* Problem description
Edit the lines below by replacing "photo" with "image" throughout, leaving everything else unchanged and omitting the pictures from your answer.

****

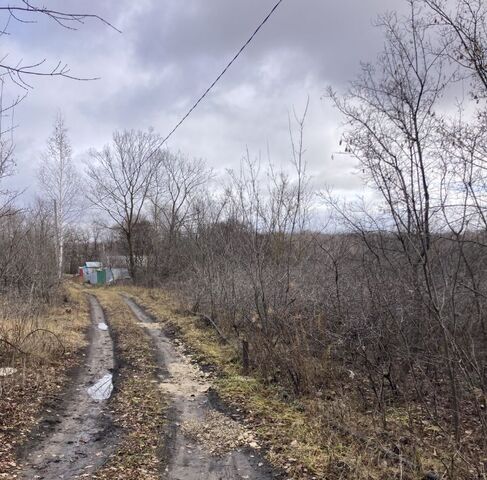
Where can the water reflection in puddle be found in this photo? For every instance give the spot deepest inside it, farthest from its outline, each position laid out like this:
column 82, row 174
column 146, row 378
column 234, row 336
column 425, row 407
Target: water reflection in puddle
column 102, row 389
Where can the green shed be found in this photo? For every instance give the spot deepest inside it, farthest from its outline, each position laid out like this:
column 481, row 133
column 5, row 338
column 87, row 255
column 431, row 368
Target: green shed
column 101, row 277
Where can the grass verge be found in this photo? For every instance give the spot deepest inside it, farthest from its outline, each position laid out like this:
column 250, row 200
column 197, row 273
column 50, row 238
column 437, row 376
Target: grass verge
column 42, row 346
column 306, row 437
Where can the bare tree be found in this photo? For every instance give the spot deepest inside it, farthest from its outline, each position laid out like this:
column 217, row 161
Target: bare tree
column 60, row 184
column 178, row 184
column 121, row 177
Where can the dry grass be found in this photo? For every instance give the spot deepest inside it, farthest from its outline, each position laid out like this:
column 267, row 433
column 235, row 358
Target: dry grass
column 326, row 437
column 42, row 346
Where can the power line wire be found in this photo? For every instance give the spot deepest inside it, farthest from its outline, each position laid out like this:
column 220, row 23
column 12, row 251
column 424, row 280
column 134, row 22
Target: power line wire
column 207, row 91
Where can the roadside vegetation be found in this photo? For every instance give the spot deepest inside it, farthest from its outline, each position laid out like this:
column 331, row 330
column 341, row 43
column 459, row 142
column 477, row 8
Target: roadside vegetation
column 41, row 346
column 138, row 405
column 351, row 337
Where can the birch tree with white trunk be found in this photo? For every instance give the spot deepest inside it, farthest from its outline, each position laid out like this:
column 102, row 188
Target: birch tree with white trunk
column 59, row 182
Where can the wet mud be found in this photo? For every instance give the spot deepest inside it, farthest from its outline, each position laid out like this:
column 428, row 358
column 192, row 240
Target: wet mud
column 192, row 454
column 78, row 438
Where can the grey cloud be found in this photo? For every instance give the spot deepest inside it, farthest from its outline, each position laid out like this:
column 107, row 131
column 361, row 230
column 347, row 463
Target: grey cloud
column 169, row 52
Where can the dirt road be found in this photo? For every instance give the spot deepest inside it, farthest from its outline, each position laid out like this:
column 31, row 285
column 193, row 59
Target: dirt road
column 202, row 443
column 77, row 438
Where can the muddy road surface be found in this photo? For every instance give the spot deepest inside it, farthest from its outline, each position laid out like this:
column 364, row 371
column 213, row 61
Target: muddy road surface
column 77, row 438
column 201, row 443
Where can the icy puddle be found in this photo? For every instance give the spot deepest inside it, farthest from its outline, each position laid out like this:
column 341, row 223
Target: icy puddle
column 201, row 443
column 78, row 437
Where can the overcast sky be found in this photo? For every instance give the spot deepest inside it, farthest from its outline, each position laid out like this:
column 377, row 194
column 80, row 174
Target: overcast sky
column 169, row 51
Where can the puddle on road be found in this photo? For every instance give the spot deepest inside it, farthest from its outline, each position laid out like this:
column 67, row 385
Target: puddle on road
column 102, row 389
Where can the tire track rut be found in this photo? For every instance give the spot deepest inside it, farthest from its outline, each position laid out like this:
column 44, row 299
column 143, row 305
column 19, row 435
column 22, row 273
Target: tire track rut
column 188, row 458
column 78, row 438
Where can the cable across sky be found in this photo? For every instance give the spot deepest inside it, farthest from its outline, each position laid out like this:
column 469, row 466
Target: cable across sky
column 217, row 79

****

* Output of the task
Where can the water reflection in puddle be found in this image? For every instance give the spot deepest inside it, farthest from its outline, each position laid out like this:
column 82, row 174
column 146, row 378
column 234, row 336
column 425, row 407
Target: water reflection in puddle
column 102, row 389
Where can the green shed be found in this image? For every instance give the spot deepest inside it, farthest from its outline, each position laid out like this:
column 481, row 133
column 5, row 338
column 87, row 255
column 431, row 368
Target: green shed
column 101, row 277
Where can the grass verge be found in this image? For every instance give the spot deepest inside it, farthest from its outline, each position laid out like this:
column 250, row 200
column 197, row 273
column 50, row 238
column 437, row 376
Target: grass verge
column 42, row 346
column 306, row 437
Where can the bare tree be found in this image? For every instance give the spot deepest inside it, farthest from its outline, each position laid out like this:
column 217, row 161
Target: bare tree
column 60, row 184
column 178, row 184
column 121, row 177
Where can the dry grass be found in this image? For every instance give the spot deepest inside it, farthest from its outline, each position laid out like this:
column 267, row 433
column 235, row 358
Target: dry grass
column 326, row 437
column 42, row 346
Where can the power line wire be found in this image? For every instance give the spot deepest inside it, farthest from its outline, each position laid out like this:
column 220, row 23
column 12, row 251
column 424, row 280
column 134, row 22
Target: power line wire
column 207, row 91
Where can the roadside vegetation be found in this image? For every instance give the spot deepest inside it, farthest from its outline, each position laid out like this:
column 331, row 330
column 341, row 43
column 459, row 142
column 477, row 8
Target: roadside vegetation
column 41, row 346
column 138, row 405
column 351, row 337
Where can the birch tree with white trunk be found in this image? For every instance give the spot deepest inside it, farthest from its outline, each position laid out like this:
column 102, row 188
Target: birch tree with white trunk
column 59, row 182
Where can the wet mud be found in this image? For every instance give the spot deepest inside it, farthest from its outline, each position laid out like this:
column 428, row 358
column 192, row 240
Target: wet mud
column 192, row 454
column 78, row 438
Where can the grey cloud be found in this image? For every instance give the spot deepest inside it, farthest from its outline, each position laid out like this:
column 107, row 131
column 361, row 230
column 347, row 463
Target: grey cloud
column 169, row 52
Where can the dirt road be found in this image? For every instance give the spot deepest inside it, farthest from its outline, each position laid out like this:
column 31, row 285
column 193, row 59
Target: dirt road
column 202, row 443
column 77, row 438
Where can the muddy road surface be found in this image? For every instance give the spot deepest inside it, farthest from its outline, each position laid out like this:
column 364, row 371
column 213, row 61
Target: muddy road surface
column 77, row 438
column 201, row 443
Where can the icy puddle be found in this image? For every instance give the spot deepest inside it, farthest from its outline, each position laid out like this:
column 341, row 223
Target: icy puddle
column 201, row 443
column 78, row 437
Where can the overcast sky be found in this image? For every instance give the spot deepest inside it, farthest from its outline, each position laid out like this:
column 377, row 194
column 80, row 174
Target: overcast sky
column 169, row 51
Where can the puddle on road be found in this image? For every instance give the spot deepest inside it, farthest from its outline, each position laid out like this:
column 67, row 385
Target: puddle on road
column 102, row 389
Where can the tire track rut be found in this image? For every instance give the spot deepest inside it, farthest from its outline, each position laid out like this:
column 44, row 299
column 143, row 305
column 19, row 435
column 22, row 273
Target: tire track rut
column 188, row 458
column 78, row 438
Where can the cable across sky be found in this image? For every instance give the spot deepest inside it, farthest from its outline, each position laid out like this:
column 469, row 466
Target: cable across sky
column 217, row 79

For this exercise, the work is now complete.